_ACTIVITY_:
Answer these from the article on Hawaii hospital vaccine mandates:
1. How many new cases did the state report on Monday?
2. How many Hawaii residents were vaccinated during the second quarter, according to the Hawaii Department of Health?
3. At what church does Alexis Lagasca give Helmer Emos the vaccine?

_PAGE TEXT_:

== Segment start ==

Four of Hawaii’s largest hospital systems — Hawaii Pacific Health, The Queen’s Health System, Kaiser Permanente and Adventist Health Castle — announced mandatory COVID-19 vaccination policies for their employees on Monday.

The decision came as the state reported 365 new cases and the seven-day positivity rate climbed to 6% Monday, largely due to the delta variant continuing to drive infections across the country.

According to the Hawaii Department of Health, nearly 570,000 Hawaii residents were vaccinated during the first quarter of the year, but that number dropped to 34,000 in the second quarter.

Registered Nurse from Kalihi Palama Health Center Alexis Lagasca gives Helmer Emos the Moderna COVID-19 vaccine at St. Elizabeth Church.
Alexis Lagasca, an RN at the Kalihi Palama Health Center, gives Helmer Emos the Moderna COVID-19 vaccine at St. Elizabeth Church. Cory Lum/Civil Beat

Officials have said most of the new cases are among unvaccinated people, prompting the hospitals and other organizations to offer incentives or impose requirements for employees to get the shots.

== Segment end ==

Natural-language object grounding data:
== Segment start ==

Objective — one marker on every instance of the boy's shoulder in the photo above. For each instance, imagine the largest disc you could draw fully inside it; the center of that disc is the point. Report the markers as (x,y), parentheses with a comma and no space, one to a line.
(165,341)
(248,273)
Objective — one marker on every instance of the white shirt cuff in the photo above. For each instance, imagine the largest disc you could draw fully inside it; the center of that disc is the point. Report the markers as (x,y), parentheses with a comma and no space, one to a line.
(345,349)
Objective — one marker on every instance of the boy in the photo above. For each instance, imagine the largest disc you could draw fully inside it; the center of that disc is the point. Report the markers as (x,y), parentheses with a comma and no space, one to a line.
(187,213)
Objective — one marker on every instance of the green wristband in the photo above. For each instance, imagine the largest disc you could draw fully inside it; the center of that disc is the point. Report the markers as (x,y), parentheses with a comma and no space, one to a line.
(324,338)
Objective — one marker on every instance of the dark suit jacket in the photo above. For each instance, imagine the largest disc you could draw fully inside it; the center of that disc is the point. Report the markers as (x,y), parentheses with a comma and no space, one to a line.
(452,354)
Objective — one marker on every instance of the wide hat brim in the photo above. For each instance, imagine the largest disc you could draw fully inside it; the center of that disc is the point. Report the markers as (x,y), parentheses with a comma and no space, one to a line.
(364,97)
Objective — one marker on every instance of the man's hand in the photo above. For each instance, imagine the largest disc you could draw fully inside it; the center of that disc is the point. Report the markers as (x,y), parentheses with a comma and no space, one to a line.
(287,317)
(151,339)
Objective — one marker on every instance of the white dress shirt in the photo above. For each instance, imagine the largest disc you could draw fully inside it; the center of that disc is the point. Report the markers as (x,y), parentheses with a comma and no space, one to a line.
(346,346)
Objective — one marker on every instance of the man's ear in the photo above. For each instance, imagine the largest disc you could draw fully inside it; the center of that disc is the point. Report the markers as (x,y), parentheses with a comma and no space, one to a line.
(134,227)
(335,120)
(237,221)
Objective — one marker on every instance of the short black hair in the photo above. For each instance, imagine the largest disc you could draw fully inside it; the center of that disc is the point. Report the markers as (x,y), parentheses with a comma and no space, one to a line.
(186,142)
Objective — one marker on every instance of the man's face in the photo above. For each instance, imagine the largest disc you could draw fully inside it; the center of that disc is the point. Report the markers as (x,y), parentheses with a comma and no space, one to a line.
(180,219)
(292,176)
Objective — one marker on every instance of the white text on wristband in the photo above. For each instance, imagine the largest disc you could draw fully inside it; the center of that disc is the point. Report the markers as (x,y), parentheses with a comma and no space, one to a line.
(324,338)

== Segment end ==

_ANSWER SECTION_:
1. 365
2. 34,000
3. St. Elizabeth Church